RECORDS PROVIDED:
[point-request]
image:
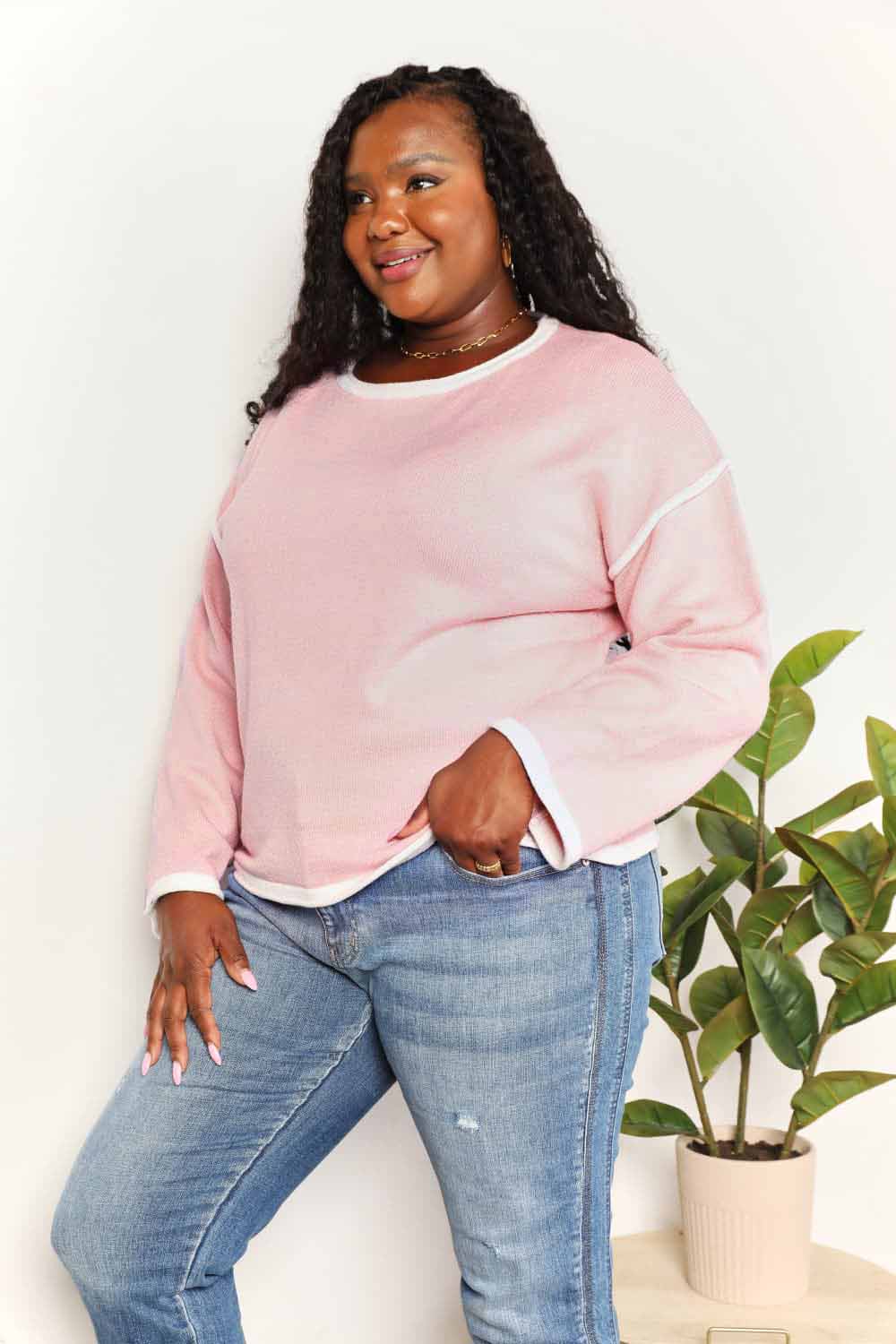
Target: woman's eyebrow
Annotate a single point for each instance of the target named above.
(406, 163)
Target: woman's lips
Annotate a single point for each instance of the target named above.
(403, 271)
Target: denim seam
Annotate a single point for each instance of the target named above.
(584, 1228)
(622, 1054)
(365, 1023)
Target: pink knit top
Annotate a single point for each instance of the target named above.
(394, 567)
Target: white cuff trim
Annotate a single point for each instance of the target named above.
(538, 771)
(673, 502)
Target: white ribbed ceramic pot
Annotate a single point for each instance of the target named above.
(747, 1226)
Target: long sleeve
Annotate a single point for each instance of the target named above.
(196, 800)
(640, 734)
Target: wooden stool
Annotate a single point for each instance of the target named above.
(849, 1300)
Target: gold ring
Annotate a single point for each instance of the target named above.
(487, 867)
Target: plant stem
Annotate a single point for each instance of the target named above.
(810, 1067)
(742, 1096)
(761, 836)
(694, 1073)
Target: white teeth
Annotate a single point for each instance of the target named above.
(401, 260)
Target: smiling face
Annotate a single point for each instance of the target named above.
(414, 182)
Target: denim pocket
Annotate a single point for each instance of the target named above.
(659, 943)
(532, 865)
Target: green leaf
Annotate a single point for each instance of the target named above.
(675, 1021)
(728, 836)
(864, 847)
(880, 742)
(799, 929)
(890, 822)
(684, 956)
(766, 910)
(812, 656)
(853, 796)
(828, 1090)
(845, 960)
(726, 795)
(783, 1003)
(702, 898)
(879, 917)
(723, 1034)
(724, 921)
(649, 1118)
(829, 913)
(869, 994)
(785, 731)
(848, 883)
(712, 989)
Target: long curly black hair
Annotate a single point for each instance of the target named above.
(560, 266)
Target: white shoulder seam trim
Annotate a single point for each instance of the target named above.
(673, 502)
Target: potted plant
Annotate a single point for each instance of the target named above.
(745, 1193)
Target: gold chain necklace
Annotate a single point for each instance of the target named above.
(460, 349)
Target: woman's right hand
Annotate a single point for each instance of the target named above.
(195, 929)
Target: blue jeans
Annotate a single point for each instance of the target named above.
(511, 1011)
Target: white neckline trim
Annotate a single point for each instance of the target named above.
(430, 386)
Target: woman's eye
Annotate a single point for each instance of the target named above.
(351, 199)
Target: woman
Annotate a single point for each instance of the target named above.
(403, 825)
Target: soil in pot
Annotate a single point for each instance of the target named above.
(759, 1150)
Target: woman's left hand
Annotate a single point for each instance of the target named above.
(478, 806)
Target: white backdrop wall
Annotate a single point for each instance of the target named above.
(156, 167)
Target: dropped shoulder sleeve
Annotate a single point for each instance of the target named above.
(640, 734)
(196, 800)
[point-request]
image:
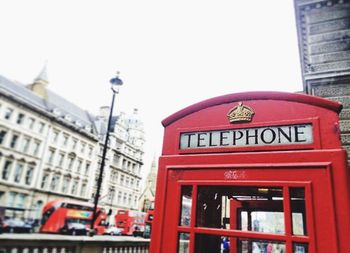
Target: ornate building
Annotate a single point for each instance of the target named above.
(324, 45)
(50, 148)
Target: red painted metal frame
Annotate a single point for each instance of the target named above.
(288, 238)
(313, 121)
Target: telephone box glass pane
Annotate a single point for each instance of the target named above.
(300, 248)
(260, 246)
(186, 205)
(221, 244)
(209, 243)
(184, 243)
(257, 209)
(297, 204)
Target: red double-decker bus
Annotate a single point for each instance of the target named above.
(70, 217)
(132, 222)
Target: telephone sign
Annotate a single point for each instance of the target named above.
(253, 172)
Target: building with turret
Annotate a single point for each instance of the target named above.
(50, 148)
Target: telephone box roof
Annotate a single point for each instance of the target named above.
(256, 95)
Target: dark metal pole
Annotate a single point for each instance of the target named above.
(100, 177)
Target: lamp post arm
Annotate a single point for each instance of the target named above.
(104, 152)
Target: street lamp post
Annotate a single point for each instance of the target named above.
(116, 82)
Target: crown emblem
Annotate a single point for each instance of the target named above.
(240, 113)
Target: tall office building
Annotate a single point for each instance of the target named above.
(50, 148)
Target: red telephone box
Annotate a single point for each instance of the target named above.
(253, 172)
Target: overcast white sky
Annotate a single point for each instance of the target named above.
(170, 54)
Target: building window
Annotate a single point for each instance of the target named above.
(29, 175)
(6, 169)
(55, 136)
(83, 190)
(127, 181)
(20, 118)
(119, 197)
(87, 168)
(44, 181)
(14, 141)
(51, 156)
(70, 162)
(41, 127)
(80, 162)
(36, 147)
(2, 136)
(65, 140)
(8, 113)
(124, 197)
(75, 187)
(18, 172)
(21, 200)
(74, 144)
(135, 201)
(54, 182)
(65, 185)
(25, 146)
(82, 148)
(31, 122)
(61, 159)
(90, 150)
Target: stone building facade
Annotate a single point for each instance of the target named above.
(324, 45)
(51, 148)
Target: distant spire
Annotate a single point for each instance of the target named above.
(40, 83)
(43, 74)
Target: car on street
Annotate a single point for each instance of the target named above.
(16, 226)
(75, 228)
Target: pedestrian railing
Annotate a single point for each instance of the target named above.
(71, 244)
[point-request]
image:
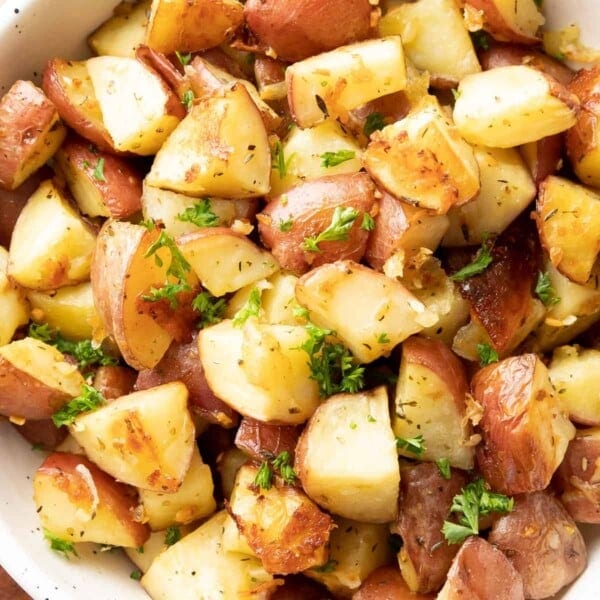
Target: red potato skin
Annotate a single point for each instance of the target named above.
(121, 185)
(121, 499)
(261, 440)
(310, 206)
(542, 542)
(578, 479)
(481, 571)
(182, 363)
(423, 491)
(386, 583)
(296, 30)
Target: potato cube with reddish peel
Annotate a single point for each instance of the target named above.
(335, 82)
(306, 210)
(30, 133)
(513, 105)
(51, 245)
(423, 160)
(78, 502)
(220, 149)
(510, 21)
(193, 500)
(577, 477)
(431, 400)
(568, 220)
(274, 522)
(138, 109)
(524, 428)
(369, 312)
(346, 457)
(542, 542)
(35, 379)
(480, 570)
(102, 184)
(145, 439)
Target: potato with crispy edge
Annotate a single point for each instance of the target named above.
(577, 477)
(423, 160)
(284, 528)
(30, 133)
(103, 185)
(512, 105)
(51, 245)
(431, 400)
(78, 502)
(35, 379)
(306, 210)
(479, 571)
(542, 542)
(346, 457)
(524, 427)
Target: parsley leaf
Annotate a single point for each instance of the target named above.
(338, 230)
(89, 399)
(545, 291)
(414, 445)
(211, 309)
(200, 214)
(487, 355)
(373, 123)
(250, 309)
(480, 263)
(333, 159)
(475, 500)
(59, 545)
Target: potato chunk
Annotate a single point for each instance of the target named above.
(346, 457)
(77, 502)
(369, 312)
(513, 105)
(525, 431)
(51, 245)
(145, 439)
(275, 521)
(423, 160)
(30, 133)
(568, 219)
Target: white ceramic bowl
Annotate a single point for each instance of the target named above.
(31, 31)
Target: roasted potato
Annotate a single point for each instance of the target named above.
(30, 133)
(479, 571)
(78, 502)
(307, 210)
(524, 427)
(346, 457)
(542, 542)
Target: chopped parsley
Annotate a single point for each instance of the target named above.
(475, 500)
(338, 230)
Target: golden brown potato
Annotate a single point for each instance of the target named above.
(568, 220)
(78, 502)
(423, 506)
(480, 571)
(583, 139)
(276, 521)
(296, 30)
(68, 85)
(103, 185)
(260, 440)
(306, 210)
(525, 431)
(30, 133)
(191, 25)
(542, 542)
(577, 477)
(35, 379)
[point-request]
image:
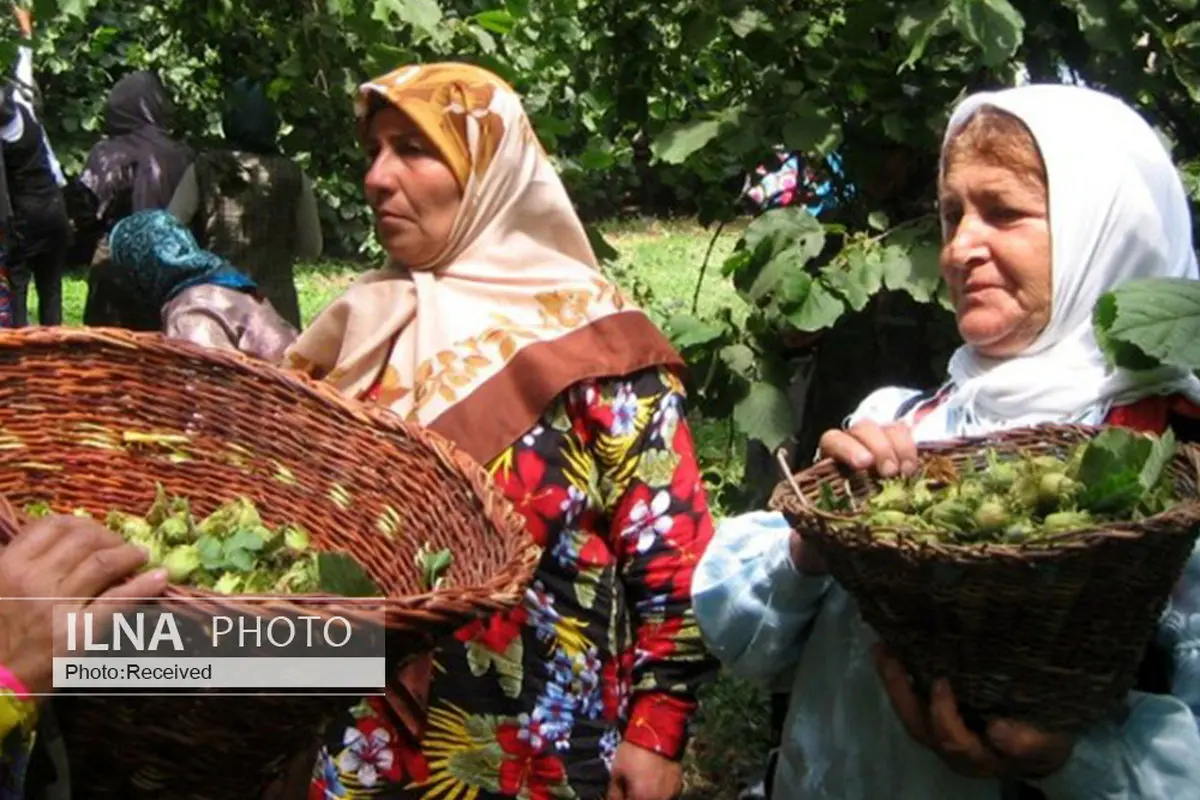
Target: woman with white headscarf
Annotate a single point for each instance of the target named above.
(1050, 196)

WHAT YOU HAVE TO DO: Output these rows as a JSON list of strings, one string per line with blank lines dropped, and leave the pictures out.

FULL OUTPUT:
[
  "[point-request]",
  "image:",
  "Target: woman's eyebrow",
  "Annotate a single point for each instance of the target named above.",
  "(406, 163)",
  "Target: woman's lips",
  "Annotate a single point for each instance of the target named above.",
  "(403, 271)",
  "Target: denim seam",
  "Annotate a single point for each instance of the target named above.",
  "(584, 1228)",
  "(622, 1054)",
  "(365, 1023)",
  "Target: pink knit top",
  "Annotate a single point for each instance of the target named above.",
  "(394, 567)",
  "Target: white cuff trim",
  "Annotate a single point for each instance of the target named above.",
  "(538, 771)",
  "(673, 502)",
  "Target: white ribbed ceramic pot",
  "Annotate a single point for each instance of the target named above.",
  "(747, 1226)",
  "Target: long sleeve",
  "Annotate a single point for each instance of the target named above.",
  "(196, 800)",
  "(640, 734)",
  "Target: wooden stool",
  "Annotate a single point for each instance of the target named above.",
  "(849, 1300)",
  "Target: gold ring",
  "Annotate a single point for each instance of the target named above.",
  "(487, 867)",
  "Target: plant stem",
  "Annotate a single point for each instance of the target named above.",
  "(810, 1067)",
  "(742, 1096)",
  "(761, 836)",
  "(694, 1073)",
  "Target: white teeth",
  "Annotate a single point for each instance of the target named above.",
  "(401, 260)",
  "Target: smiling face",
  "Annotate a single point for each instance of the target named above.",
  "(414, 182)",
  "Target: denim pocket",
  "Annotate a single point for each instance of the target named above.",
  "(659, 943)",
  "(532, 865)",
  "Target: green leaf",
  "Annotate a single point for each instance of the target named above.",
  "(675, 1021)",
  "(728, 836)",
  "(864, 847)",
  "(880, 742)",
  "(799, 929)",
  "(890, 822)",
  "(684, 956)",
  "(766, 910)",
  "(812, 656)",
  "(853, 796)",
  "(828, 1090)",
  "(845, 960)",
  "(726, 795)",
  "(783, 1003)",
  "(702, 898)",
  "(879, 917)",
  "(723, 1034)",
  "(724, 921)",
  "(649, 1118)",
  "(829, 913)",
  "(869, 994)",
  "(785, 731)",
  "(848, 883)",
  "(712, 989)",
  "Target: long curly black hair",
  "Annotate a single point for each instance of the target named above.",
  "(560, 266)",
  "Target: white shoulder seam trim",
  "Annotate a single point for each instance of the target named above.",
  "(673, 502)",
  "Target: potted plant",
  "Annotate a single point for each instance of the target named above.",
  "(745, 1193)",
  "Target: gold chain necklace",
  "Annotate a single point for each instance of the target named above.",
  "(460, 349)",
  "Target: woman's right hand",
  "Annotate a single point for each instance of the target named above.",
  "(195, 929)",
  "Target: blue jeans",
  "Annotate a single point for each instance of the target named above.",
  "(511, 1011)",
  "Target: white neckline trim",
  "Annotate a single point for each instance of the target named above.",
  "(430, 386)",
  "Target: woman's eye",
  "Annotate a single point for each instance of the target named above.",
  "(351, 199)",
  "Target: woman",
  "Annotate a single point for each instance of the target named above.",
  "(403, 825)",
  "Target: soil in pot",
  "Annotate a single point for each instance of the target named above.",
  "(759, 1150)",
  "Target: woman's left hand",
  "Annotate a single point for each instance of the target named above.",
  "(478, 806)",
  "Target: white backdrop wall",
  "Annotate a single point for each instance of the target named above.",
  "(156, 167)",
  "Target: dropped shoulder sleeve",
  "Annotate a single point for each instance of the target named above.",
  "(640, 734)",
  "(196, 800)",
  "[point-request]",
  "image:",
  "Target: ornate building",
  "Annotate a single point for each instance of the target named above.",
  "(324, 45)",
  "(50, 148)",
  "Target: red painted metal frame",
  "Annotate a single point for each instance of the target named above.",
  "(288, 238)",
  "(313, 121)",
  "Target: telephone box glass pane",
  "Annotate a single point for each instance of the target named above.",
  "(300, 248)",
  "(260, 246)",
  "(186, 205)",
  "(221, 244)",
  "(209, 243)",
  "(184, 243)",
  "(257, 209)",
  "(297, 204)",
  "Target: red double-decker bus",
  "Annotate a single point for each instance of the target named above.",
  "(70, 217)",
  "(132, 222)",
  "Target: telephone sign",
  "Annotate a single point for each instance of the target named above.",
  "(253, 172)",
  "Target: building with turret",
  "Annotate a single point for each instance of the target named above.",
  "(50, 148)",
  "Target: telephone box roof",
  "Annotate a single point for each instance of the target named above.",
  "(256, 95)",
  "Target: dark metal pole",
  "Annotate a single point for each instance of the target named above.",
  "(100, 177)",
  "Target: lamp post arm",
  "Annotate a single point for each instance of the target named above.",
  "(104, 152)",
  "Target: street lamp post",
  "Annotate a single point for each instance of the target named above.",
  "(116, 82)",
  "Target: crown emblem",
  "Annotate a single point for each instance of the target named above.",
  "(240, 113)",
  "Target: tall office building",
  "Annotate a single point for each instance of the target named above.",
  "(50, 148)",
  "Target: red telephone box",
  "Annotate a single point for each instance of the target named above.",
  "(253, 172)",
  "Target: overcast white sky",
  "Annotate a single point for each instance of the target named above.",
  "(170, 54)",
  "Target: building window",
  "Annotate a single point for each instance of the target named above.",
  "(29, 175)",
  "(6, 169)",
  "(55, 136)",
  "(83, 190)",
  "(127, 181)",
  "(20, 118)",
  "(119, 197)",
  "(87, 168)",
  "(44, 181)",
  "(14, 141)",
  "(51, 156)",
  "(70, 162)",
  "(41, 127)",
  "(80, 162)",
  "(36, 147)",
  "(2, 136)",
  "(65, 140)",
  "(8, 113)",
  "(124, 197)",
  "(75, 187)",
  "(18, 172)",
  "(21, 200)",
  "(74, 144)",
  "(135, 201)",
  "(54, 182)",
  "(65, 185)",
  "(25, 146)",
  "(82, 148)",
  "(31, 122)",
  "(61, 159)",
  "(90, 150)",
  "Target: stone building facade",
  "Annotate a single point for each instance of the target named above.",
  "(324, 45)",
  "(51, 148)",
  "Target: distant spire",
  "Annotate a single point for each instance of the target named above.",
  "(40, 83)",
  "(43, 74)",
  "Target: car on street",
  "Annotate a single point for each instance of the target named above.",
  "(16, 226)",
  "(75, 228)",
  "Target: pedestrian railing",
  "Annotate a single point for each instance of the target named above.",
  "(71, 244)",
  "[point-request]",
  "image:",
  "Target: red potato skin",
  "Annotate a single point for each instance of the target named above.",
  "(121, 185)",
  "(121, 499)",
  "(261, 440)",
  "(310, 206)",
  "(542, 542)",
  "(578, 479)",
  "(481, 571)",
  "(182, 363)",
  "(423, 491)",
  "(386, 583)",
  "(296, 30)",
  "Target: potato cube with reddish peel",
  "Annotate a single point for each instance of the target named above.",
  "(335, 82)",
  "(306, 210)",
  "(30, 133)",
  "(513, 105)",
  "(51, 245)",
  "(423, 160)",
  "(78, 502)",
  "(220, 149)",
  "(510, 21)",
  "(193, 500)",
  "(577, 477)",
  "(431, 400)",
  "(568, 220)",
  "(274, 522)",
  "(138, 109)",
  "(524, 428)",
  "(369, 312)",
  "(346, 457)",
  "(542, 542)",
  "(35, 379)",
  "(480, 570)",
  "(102, 184)",
  "(145, 439)",
  "Target: potato with crispy edge",
  "Annotate a single point for each instance of the target named above.",
  "(577, 477)",
  "(423, 160)",
  "(284, 528)",
  "(30, 133)",
  "(103, 185)",
  "(512, 105)",
  "(51, 245)",
  "(431, 400)",
  "(78, 502)",
  "(35, 379)",
  "(306, 210)",
  "(479, 571)",
  "(542, 542)",
  "(346, 457)",
  "(524, 427)",
  "Target: parsley leaf",
  "Annotate a single point for each instance of the target named above.",
  "(338, 230)",
  "(89, 399)",
  "(545, 291)",
  "(414, 445)",
  "(211, 309)",
  "(200, 214)",
  "(487, 355)",
  "(373, 123)",
  "(250, 309)",
  "(480, 263)",
  "(333, 159)",
  "(475, 500)",
  "(59, 545)",
  "Target: potato chunk",
  "Annotate a single point for each instance of the target named above.",
  "(346, 457)",
  "(77, 502)",
  "(369, 312)",
  "(513, 105)",
  "(525, 431)",
  "(51, 245)",
  "(145, 439)",
  "(275, 521)",
  "(423, 160)",
  "(30, 133)",
  "(568, 219)",
  "Target: white ceramic bowl",
  "Annotate a single point for each instance of the target named above.",
  "(31, 31)",
  "Target: roasted potato",
  "Annotate a single point for each instance of the target named above.",
  "(30, 133)",
  "(479, 571)",
  "(78, 502)",
  "(307, 210)",
  "(524, 427)",
  "(346, 457)",
  "(542, 542)",
  "Target: chopped parsley",
  "Annotate a single point for each instance of the target named above.",
  "(475, 500)",
  "(338, 230)",
  "Target: golden brown potato",
  "Annotate a single point for each instance of the target named above.",
  "(568, 220)",
  "(78, 502)",
  "(423, 506)",
  "(480, 571)",
  "(583, 139)",
  "(276, 521)",
  "(296, 30)",
  "(68, 85)",
  "(103, 185)",
  "(260, 440)",
  "(306, 210)",
  "(525, 431)",
  "(30, 133)",
  "(191, 25)",
  "(542, 542)",
  "(577, 477)",
  "(35, 379)",
  "[point-request]",
  "image:",
  "Target: woman with white headscarf",
  "Annotate a single point for each instance of the target named above.",
  "(1050, 196)"
]